■ **Task prompt**:
Render every line of the records as a Markdown table with the columns "No." and "Record line", numbering the rows and skipping blank lines. Leave the pictures out of the table.

--- BEGIN Extracted information ---

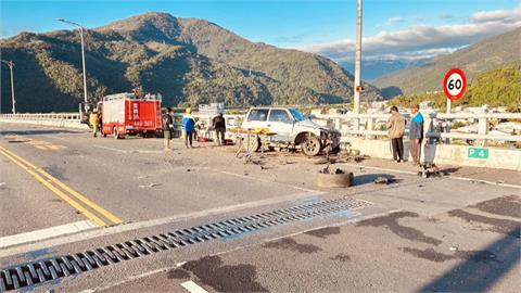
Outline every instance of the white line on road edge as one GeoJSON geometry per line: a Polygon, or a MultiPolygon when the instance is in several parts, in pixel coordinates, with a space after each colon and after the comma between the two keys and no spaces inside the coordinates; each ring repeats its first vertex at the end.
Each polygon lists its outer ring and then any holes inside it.
{"type": "Polygon", "coordinates": [[[86,231],[89,229],[97,228],[98,226],[91,220],[80,220],[76,222],[65,224],[61,226],[55,226],[51,228],[46,228],[41,230],[36,230],[26,233],[20,233],[9,237],[0,238],[0,250],[18,245],[27,242],[41,241],[49,238],[61,237],[65,234],[77,233],[80,231],[86,231]]]}
{"type": "Polygon", "coordinates": [[[7,249],[7,250],[0,250],[0,258],[14,255],[14,254],[21,254],[21,253],[27,253],[30,251],[36,251],[36,250],[41,250],[46,247],[52,247],[56,245],[62,245],[62,244],[67,244],[67,243],[73,243],[73,242],[78,242],[78,241],[85,241],[89,240],[92,238],[98,238],[98,237],[104,237],[104,235],[111,235],[115,233],[122,233],[126,231],[131,231],[131,230],[137,230],[137,229],[142,229],[142,228],[149,228],[153,226],[160,226],[160,225],[165,225],[165,224],[174,224],[178,221],[183,221],[188,220],[191,218],[198,218],[198,217],[206,217],[211,215],[219,215],[223,213],[229,213],[233,211],[240,211],[240,209],[245,209],[245,208],[252,208],[252,207],[257,207],[257,206],[264,206],[264,205],[269,205],[269,204],[278,204],[287,201],[292,201],[292,200],[301,200],[301,199],[306,199],[309,196],[317,196],[321,195],[323,192],[320,193],[295,193],[295,194],[290,194],[287,196],[280,196],[280,198],[272,198],[272,199],[266,199],[266,200],[260,200],[256,202],[247,202],[247,203],[242,203],[242,204],[236,204],[236,205],[228,205],[228,206],[221,206],[221,207],[216,207],[216,208],[209,208],[209,209],[204,209],[200,212],[193,212],[189,214],[182,214],[182,215],[177,215],[177,216],[171,216],[171,217],[165,217],[165,218],[158,218],[158,219],[152,219],[152,220],[144,220],[144,221],[137,221],[137,222],[129,222],[125,225],[119,225],[119,226],[114,226],[114,227],[109,227],[104,229],[97,229],[93,231],[87,231],[85,233],[79,233],[75,235],[66,235],[63,238],[56,238],[48,241],[41,241],[38,243],[33,243],[33,244],[26,244],[23,246],[17,246],[13,249],[7,249]]]}
{"type": "MultiPolygon", "coordinates": [[[[417,175],[417,171],[408,171],[408,170],[397,170],[397,169],[387,169],[387,168],[381,168],[381,167],[371,167],[371,166],[363,166],[363,165],[354,165],[354,164],[339,164],[339,165],[345,165],[348,167],[355,167],[355,168],[366,168],[366,169],[373,169],[373,170],[383,170],[383,171],[390,171],[390,173],[402,173],[402,174],[410,174],[410,175],[417,175]]],[[[488,181],[488,180],[482,180],[482,179],[474,179],[474,178],[468,178],[468,177],[457,177],[457,176],[444,176],[442,178],[447,178],[447,179],[453,179],[453,180],[461,180],[461,181],[473,181],[473,182],[480,182],[480,183],[485,183],[490,186],[497,186],[497,187],[506,187],[506,188],[516,188],[516,189],[521,189],[521,186],[516,186],[516,184],[509,184],[509,183],[500,183],[500,182],[494,182],[494,181],[488,181]]]]}
{"type": "Polygon", "coordinates": [[[193,281],[183,282],[181,285],[191,293],[208,293],[208,291],[204,290],[193,281]]]}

--- END Extracted information ---

■ **Correct output**:
| No. | Record line |
|---|---|
| 1 | Outline every instance of the white line on road edge as one GeoJSON geometry per line: a Polygon, or a MultiPolygon when the instance is in several parts, in pixel coordinates, with a space after each colon and after the comma between the two keys and no spaces inside the coordinates; each ring repeats its first vertex at the end. |
| 2 | Each polygon lists its outer ring and then any holes inside it. |
| 3 | {"type": "Polygon", "coordinates": [[[86,231],[89,229],[97,228],[98,226],[91,220],[80,220],[76,222],[65,224],[61,226],[55,226],[51,228],[46,228],[41,230],[36,230],[26,233],[20,233],[9,237],[0,238],[0,250],[18,245],[27,242],[41,241],[49,238],[61,237],[65,234],[77,233],[80,231],[86,231]]]} |
| 4 | {"type": "Polygon", "coordinates": [[[7,249],[7,250],[0,250],[0,258],[14,255],[14,254],[21,254],[21,253],[27,253],[30,251],[36,251],[36,250],[41,250],[46,247],[52,247],[56,245],[62,245],[62,244],[67,244],[67,243],[73,243],[73,242],[78,242],[78,241],[85,241],[89,240],[92,238],[98,238],[98,237],[104,237],[104,235],[111,235],[115,233],[122,233],[126,231],[131,231],[131,230],[137,230],[137,229],[142,229],[142,228],[149,228],[153,226],[160,226],[160,225],[165,225],[165,224],[174,224],[178,221],[183,221],[188,220],[191,218],[198,218],[198,217],[206,217],[211,215],[219,215],[223,213],[229,213],[233,211],[240,211],[240,209],[245,209],[245,208],[252,208],[252,207],[257,207],[257,206],[264,206],[264,205],[269,205],[269,204],[278,204],[287,201],[292,201],[292,200],[301,200],[301,199],[306,199],[309,196],[317,196],[321,195],[323,192],[320,193],[295,193],[295,194],[290,194],[287,196],[280,196],[280,198],[272,198],[272,199],[266,199],[266,200],[260,200],[256,202],[247,202],[247,203],[242,203],[242,204],[236,204],[236,205],[228,205],[228,206],[221,206],[221,207],[216,207],[216,208],[209,208],[209,209],[204,209],[200,212],[193,212],[189,214],[182,214],[182,215],[177,215],[177,216],[171,216],[171,217],[165,217],[165,218],[158,218],[158,219],[152,219],[152,220],[144,220],[144,221],[137,221],[137,222],[129,222],[125,225],[119,225],[119,226],[114,226],[114,227],[109,227],[104,229],[97,229],[93,231],[87,231],[85,233],[79,233],[75,235],[66,235],[63,238],[56,238],[48,241],[41,241],[38,243],[33,243],[33,244],[26,244],[23,246],[17,246],[13,249],[7,249]]]} |
| 5 | {"type": "MultiPolygon", "coordinates": [[[[417,175],[417,171],[408,171],[408,170],[397,170],[397,169],[387,169],[387,168],[381,168],[381,167],[371,167],[371,166],[363,166],[363,165],[354,165],[354,164],[339,164],[339,165],[345,165],[348,167],[355,167],[355,168],[366,168],[366,169],[373,169],[373,170],[383,170],[383,171],[390,171],[390,173],[402,173],[402,174],[410,174],[410,175],[417,175]]],[[[488,181],[488,180],[482,180],[482,179],[474,179],[474,178],[468,178],[468,177],[457,177],[457,176],[444,176],[442,178],[447,178],[447,179],[453,179],[453,180],[461,180],[461,181],[473,181],[473,182],[480,182],[480,183],[485,183],[490,186],[497,186],[497,187],[506,187],[506,188],[516,188],[516,189],[521,189],[521,186],[516,186],[516,184],[509,184],[509,183],[500,183],[500,182],[494,182],[494,181],[488,181]]]]} |
| 6 | {"type": "Polygon", "coordinates": [[[193,281],[183,282],[181,285],[191,293],[208,293],[208,291],[204,290],[193,281]]]} |